Limits of private affirmative action

Paul Finkelman pfink at albanylaw.edu
Sat Nov 18 15:05:03 PST 2006


Im response to Lynn:  As far as I know, there is not a single HBCU that
discriminates in hiring, students, or in the Bob Jones case, by telling
students who they can date.  That makes the UNCF quite different from
Bob Jones.  Harvard by the way, has (or at least used to have) many
scholarships for people of certain faitths (such as scholarship for the
son of the congregational minister in X town. Are you suggesting that
they are illegal?



Quoting Lynne Henderson <hendersl at ix.netcom.com>:

> I've used the privately funded/university- administered scholarship
> hypothetical  on Con Law II exams.  It comes down to "state action"
> and all its incoherence.  The government I suppose could deny the
> United Negro College Fund tax breaks and 503(c) status for charitable
> contributions (cf *Bob Jones* university)  But southern Illinois and
> other colleges and universities, under threats of lawsuits, *have*
> abandoned race-identified scholarship programs recently.  And there's
> a suit in NY brought against the Medgar Evers program by another
> African American group--just don't have the information handy.

**Work to complete**
• A. Reproduce the affirmative action post word for word between "Quoting Lynne Henderson" and "the information handy.", inclusive.
• B. According to the reply in the affirmative action post, in what areas does no HBCU discriminate?
• C. In the affirmative action post, why have southern Illinois and other colleges and universities recently abandoned race-identified scholarship programs?
The data that follows is separate material with no connection to the affirmative action post.

**Excerpted records**
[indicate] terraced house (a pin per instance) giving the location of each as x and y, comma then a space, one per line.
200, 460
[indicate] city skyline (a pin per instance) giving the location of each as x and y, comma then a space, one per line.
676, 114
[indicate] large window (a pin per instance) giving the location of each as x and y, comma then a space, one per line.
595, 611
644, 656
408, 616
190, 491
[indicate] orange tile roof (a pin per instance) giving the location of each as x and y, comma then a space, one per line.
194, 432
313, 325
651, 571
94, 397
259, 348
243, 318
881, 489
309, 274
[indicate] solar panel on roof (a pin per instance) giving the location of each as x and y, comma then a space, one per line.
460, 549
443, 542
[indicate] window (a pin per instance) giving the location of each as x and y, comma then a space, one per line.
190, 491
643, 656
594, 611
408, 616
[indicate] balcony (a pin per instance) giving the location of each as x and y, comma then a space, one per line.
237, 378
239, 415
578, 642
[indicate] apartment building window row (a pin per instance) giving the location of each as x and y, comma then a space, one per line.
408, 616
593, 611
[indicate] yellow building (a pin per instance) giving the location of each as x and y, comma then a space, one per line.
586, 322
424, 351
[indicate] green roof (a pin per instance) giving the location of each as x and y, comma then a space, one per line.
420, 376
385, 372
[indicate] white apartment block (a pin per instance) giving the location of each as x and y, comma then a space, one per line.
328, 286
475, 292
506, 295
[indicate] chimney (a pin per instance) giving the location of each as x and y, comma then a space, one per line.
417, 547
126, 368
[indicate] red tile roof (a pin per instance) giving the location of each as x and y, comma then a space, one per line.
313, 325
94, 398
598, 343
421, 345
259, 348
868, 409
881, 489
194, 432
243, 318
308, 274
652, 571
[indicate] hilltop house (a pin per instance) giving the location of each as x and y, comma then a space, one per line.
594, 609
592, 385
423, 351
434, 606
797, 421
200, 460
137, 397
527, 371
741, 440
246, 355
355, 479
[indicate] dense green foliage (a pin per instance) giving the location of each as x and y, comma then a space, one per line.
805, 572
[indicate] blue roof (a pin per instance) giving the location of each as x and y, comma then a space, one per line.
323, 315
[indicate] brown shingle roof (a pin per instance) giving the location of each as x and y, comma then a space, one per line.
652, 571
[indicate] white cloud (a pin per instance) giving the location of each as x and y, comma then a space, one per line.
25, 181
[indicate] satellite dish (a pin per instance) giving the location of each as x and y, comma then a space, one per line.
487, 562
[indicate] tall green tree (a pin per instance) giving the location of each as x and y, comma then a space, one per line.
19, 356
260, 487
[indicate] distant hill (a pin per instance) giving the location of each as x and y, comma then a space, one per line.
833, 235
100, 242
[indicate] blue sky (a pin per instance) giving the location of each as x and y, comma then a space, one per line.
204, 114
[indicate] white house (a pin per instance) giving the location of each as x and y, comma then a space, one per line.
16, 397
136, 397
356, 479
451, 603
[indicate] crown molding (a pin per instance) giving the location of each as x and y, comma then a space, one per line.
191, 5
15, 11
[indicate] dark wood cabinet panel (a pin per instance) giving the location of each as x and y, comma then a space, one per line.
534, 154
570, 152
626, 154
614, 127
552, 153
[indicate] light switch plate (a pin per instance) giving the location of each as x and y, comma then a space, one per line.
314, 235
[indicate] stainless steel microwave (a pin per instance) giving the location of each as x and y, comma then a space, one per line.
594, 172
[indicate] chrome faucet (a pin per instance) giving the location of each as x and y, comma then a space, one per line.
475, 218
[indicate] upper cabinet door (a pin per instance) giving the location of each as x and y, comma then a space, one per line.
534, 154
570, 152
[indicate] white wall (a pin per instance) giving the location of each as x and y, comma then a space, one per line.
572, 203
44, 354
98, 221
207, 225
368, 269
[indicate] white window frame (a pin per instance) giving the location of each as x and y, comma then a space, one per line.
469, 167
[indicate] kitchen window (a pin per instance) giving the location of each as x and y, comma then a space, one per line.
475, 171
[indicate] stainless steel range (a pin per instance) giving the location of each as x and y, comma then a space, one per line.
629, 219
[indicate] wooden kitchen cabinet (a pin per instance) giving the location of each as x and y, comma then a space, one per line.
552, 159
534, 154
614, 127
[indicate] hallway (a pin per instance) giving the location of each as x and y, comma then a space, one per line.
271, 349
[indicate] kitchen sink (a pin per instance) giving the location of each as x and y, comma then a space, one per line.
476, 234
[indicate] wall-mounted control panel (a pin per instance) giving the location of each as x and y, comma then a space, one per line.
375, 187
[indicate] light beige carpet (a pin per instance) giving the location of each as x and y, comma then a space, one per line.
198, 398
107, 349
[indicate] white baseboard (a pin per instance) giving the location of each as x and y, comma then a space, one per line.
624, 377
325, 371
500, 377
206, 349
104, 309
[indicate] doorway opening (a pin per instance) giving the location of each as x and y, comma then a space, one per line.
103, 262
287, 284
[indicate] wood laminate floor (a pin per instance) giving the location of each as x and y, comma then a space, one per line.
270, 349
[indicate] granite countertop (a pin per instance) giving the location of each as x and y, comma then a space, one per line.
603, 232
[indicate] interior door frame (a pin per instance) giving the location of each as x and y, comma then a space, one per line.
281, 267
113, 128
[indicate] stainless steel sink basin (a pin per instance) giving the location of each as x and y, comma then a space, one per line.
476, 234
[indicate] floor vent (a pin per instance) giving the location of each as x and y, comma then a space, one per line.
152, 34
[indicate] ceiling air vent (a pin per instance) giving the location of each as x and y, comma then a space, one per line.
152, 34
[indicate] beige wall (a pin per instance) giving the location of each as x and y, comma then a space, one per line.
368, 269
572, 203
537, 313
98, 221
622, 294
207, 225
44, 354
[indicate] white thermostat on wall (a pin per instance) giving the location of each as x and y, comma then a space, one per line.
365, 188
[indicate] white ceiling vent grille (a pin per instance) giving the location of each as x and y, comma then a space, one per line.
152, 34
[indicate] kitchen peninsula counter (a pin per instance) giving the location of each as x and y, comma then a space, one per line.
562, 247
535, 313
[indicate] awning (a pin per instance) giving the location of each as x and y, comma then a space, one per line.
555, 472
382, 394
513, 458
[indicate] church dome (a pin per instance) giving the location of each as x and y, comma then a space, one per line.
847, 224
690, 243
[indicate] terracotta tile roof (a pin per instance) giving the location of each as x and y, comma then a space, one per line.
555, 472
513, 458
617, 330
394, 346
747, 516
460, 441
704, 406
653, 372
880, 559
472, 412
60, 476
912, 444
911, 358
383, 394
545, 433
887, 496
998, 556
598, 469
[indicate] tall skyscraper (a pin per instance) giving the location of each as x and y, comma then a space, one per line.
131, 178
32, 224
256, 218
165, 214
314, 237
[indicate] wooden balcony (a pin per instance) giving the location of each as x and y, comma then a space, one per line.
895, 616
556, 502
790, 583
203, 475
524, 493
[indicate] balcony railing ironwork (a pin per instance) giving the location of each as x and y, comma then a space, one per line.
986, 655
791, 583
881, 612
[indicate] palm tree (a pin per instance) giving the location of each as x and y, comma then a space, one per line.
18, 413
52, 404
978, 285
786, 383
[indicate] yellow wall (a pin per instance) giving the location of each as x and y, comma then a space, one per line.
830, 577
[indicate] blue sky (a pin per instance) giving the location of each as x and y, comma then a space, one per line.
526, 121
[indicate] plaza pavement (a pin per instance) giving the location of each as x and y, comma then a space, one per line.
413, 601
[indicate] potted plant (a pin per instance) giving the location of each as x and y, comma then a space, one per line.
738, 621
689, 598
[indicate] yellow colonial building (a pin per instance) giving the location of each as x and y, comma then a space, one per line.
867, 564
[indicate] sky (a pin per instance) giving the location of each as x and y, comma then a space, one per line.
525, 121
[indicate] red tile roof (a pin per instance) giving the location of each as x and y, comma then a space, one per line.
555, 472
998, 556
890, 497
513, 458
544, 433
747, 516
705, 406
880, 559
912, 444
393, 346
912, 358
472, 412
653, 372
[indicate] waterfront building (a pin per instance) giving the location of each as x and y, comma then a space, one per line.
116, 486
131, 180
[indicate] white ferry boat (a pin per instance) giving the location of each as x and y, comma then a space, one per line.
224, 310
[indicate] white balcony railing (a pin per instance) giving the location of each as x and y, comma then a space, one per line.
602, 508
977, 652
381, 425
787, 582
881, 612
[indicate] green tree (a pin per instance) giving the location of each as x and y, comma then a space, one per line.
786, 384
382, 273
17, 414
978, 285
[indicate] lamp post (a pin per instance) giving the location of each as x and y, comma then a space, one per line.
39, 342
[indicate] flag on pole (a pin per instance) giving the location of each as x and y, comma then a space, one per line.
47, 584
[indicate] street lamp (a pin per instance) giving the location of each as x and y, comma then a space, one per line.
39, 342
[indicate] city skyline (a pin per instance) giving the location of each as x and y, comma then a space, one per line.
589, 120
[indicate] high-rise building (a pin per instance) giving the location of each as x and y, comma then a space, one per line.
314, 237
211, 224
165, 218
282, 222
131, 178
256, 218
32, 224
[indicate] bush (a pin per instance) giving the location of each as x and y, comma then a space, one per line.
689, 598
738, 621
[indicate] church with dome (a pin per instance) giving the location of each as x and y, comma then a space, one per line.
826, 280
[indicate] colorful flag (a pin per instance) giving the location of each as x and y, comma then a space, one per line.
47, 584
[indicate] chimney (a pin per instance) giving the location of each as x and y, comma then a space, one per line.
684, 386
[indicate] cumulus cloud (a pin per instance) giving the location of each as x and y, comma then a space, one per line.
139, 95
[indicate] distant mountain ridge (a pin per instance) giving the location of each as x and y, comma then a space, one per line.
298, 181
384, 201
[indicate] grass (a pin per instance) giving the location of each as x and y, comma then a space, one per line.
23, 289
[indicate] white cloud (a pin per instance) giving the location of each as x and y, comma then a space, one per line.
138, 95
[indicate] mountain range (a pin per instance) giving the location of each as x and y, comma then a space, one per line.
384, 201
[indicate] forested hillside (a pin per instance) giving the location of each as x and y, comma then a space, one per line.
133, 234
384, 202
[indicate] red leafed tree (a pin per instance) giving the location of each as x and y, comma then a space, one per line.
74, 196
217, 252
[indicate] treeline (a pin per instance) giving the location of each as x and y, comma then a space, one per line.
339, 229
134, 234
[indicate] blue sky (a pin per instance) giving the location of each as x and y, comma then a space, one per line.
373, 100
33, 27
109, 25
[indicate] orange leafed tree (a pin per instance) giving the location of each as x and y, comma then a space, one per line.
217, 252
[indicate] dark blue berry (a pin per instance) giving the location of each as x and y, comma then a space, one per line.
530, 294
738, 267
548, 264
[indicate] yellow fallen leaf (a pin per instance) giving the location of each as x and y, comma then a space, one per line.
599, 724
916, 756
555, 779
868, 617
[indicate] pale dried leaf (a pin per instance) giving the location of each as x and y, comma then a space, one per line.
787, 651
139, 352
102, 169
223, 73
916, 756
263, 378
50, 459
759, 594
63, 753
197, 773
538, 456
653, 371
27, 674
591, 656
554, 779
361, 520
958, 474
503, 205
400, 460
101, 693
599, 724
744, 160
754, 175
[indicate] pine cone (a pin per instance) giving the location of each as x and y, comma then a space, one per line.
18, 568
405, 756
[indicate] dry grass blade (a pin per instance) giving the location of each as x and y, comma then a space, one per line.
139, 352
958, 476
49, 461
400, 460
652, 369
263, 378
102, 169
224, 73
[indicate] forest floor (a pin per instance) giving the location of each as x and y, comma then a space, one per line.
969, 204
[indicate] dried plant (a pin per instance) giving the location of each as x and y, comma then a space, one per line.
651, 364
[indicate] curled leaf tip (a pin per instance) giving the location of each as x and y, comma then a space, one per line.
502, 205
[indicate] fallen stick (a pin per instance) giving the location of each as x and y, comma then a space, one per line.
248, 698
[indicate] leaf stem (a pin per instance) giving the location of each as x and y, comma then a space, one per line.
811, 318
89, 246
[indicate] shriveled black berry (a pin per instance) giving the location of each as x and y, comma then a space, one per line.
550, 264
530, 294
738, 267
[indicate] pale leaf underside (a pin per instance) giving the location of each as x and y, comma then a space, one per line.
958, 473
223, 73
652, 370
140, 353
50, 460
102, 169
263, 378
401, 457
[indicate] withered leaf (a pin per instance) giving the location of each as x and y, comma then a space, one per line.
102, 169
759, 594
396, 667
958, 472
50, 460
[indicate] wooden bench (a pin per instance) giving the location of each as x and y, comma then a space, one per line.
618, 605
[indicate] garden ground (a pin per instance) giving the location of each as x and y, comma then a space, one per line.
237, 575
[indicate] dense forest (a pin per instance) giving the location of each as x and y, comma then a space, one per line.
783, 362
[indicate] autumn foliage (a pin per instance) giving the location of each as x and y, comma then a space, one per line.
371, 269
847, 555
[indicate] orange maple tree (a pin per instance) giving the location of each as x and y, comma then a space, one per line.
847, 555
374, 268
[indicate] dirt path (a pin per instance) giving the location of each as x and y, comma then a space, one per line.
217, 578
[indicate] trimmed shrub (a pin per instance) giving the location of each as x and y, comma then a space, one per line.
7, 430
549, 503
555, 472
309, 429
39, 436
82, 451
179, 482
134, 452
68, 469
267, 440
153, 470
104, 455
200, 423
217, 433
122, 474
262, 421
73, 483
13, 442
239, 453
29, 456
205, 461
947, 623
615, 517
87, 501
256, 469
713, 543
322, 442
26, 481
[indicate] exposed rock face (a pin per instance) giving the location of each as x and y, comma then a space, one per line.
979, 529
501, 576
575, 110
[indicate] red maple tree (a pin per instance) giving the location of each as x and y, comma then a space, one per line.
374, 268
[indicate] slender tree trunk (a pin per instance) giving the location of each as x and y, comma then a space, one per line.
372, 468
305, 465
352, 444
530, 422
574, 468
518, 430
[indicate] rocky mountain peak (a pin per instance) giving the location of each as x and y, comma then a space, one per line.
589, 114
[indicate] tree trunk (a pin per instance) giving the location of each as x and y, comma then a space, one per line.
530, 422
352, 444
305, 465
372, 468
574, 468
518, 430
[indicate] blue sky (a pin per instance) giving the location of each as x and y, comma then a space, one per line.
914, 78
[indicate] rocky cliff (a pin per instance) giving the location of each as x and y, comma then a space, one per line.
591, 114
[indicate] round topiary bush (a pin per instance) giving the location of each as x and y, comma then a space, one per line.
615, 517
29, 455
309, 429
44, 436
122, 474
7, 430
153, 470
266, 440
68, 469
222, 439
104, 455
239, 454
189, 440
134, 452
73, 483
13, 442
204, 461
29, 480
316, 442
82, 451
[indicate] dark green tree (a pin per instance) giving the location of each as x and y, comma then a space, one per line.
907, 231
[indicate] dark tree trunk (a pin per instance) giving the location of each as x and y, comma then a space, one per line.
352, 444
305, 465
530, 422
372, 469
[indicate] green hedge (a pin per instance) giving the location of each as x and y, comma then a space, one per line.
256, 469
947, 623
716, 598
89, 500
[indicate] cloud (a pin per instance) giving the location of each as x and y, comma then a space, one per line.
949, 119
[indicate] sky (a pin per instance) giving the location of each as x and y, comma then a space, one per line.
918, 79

**Results in order**
• A.
Quoting Lynne Henderson <hendersl at ix.netcom.com>:

> I've used the privately funded/university- administered scholarship
> hypothetical  on Con Law II exams.  It comes down to "state action"
> and all its incoherence.  The government I suppose could deny the
> United Negro College Fund tax breaks and 503(c) status for charitable
> contributions (cf *Bob Jones* university)  But southern Illinois and
> other colleges and universities, under threats of lawsuits, *have*
> abandoned race-identified scholarship programs recently.  And there's
> a suit in NY brought against the Medgar Evers program by another
> African American group--just don't have the information handy.

• B.
- Hiring
- Students
- Telling students who they can date (as in the Bob Jones case)

• C. They dropped these programs under threats of lawsuits.